> **Assignment**: Sum up the passage on Brazil's environmental policy changes in three sentences.
[[ Passage for review open ]]
Bolsonaro’s pick for the head of the agency, Marcelo Xavier da Silva, recently issued new rules that take away the protection from land grabbers in indigenous lands not officially recognized by the government. There are at least 237 areas which are now at risk of invasion, according to a report in Globo.

Brazil's President Jair Bolsonaro reacts during a meeting with supporters protesting in his favor, amid the coronavirus disease (COVID-19) outbreak
Brazil's President Jair Bolsonaro reacts during a meeting with supporters protesting in his favor, amid the coronavirus disease (COVID-19) outbreak

Bolsanaro’s minister of the environment, Ricardo Salles, worked as the secretary of the environment of São Paulo in 2016, where he was accused by prosecutors of violating environmental laws and altering the management plan for a protected area in the Tietê River. This year, he cited the COVID-19 pandemic as reason to modify (and relax) environmental regulations.

On April 6, Salles signed an order giving amnesty to rural landowners who had deforested and occupied Permanent Protection Areas of the Atlantic Forest. The forest covers 19 million hectares, which is about 15% of its original area, along the east coast of Brazil, and is home to seven of the nine largest river basins in the country.

On June 4, Salles revoked the order after a lawsuit by the Federal Public Prosecution Service (MPF) said it was improperly invoked. The lawsuit said the order also “brings with it the imminent risk of undue cancellation of thousands of records of environmental infraction” as well as an "undue abstention from taking action and regular exercise of power police in relation to these illegal deforestations.”

On April 30, Salles fired the director and two inspection chiefs of the Ibama environmental agency, which coincidentally came after a large-scale agency operation against land grabbers in indigenous lands in the state of Pará. Salles claimed the firings were unrelated.

In the second week of May, his ministry also restructured its Chico Mendes Institute for Biodiversity Conservation (ICMBio), responsible for the management and inspection of federal protected areas. The change replaced the 11 centers overseeing 334 conservation units with five regional centers (one for each region). A day later, a decree excluded the institute from the process of defining the areas and amount of forest products for commercial use. The responsibility was shifted to the Brazilian Forest Service, part of the Ministry of Agriculture, which is less favorable to preservation and is headed by former Congressman Valdir Colatto, who co-authored a bill that advocates hunting wild animals, even within protected areas.
[[ Passage for review closed ]]
[[ Data listing open ]]
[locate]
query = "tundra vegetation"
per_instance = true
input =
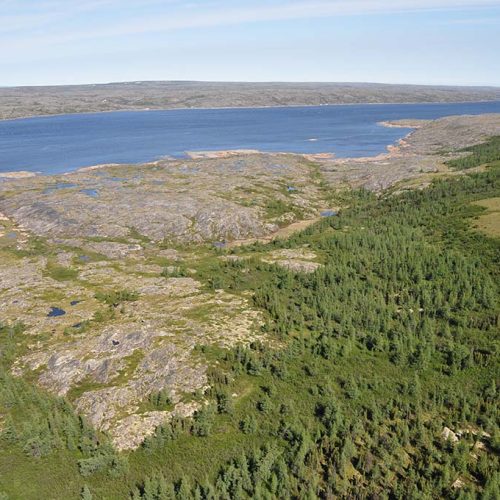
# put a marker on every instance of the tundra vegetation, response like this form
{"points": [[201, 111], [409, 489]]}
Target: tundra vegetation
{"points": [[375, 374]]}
[[ Data listing closed ]]
[[ Data listing open ]]
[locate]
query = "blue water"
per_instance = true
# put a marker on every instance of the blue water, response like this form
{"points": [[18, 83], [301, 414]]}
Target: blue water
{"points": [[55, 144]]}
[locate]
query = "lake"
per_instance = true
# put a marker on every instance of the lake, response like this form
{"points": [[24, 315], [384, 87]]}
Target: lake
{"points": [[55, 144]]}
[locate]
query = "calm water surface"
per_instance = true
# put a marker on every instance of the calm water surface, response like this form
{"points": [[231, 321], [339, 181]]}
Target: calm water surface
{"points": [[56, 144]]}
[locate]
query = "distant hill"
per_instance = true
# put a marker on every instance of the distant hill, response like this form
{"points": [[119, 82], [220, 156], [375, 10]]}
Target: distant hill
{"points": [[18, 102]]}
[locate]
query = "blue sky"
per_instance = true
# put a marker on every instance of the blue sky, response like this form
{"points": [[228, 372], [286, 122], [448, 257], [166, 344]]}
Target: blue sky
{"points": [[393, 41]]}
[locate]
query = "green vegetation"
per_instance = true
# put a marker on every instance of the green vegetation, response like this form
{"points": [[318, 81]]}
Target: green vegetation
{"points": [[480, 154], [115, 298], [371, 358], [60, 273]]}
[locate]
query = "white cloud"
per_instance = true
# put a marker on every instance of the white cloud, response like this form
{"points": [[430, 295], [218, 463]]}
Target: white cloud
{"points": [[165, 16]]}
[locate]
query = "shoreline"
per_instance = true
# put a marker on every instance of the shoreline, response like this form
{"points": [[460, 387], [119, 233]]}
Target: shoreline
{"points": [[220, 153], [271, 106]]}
[[ Data listing closed ]]
> **Exercise response**: Bolsonaro's pick to head the agency, Marcelo Xavier da Silva, issued new rules that take protection away from land grabbers in indigenous lands the government does not officially recognize, putting at least 237 areas at risk of invasion. Environment minister Ricardo Salles cited the COVID-19 pandemic as a reason to relax environmental regulations, and he signed an order giving amnesty to rural landowners who had deforested Permanent Protection Areas of the Atlantic Forest, then revoked it after a lawsuit by the Federal Public Prosecution Service. Salles also fired the director and two inspection chiefs of the Ibama environmental agency, and after his ministry restructured ICMBio, a decree moved its role in setting commercial forest use to the Brazilian Forest Service.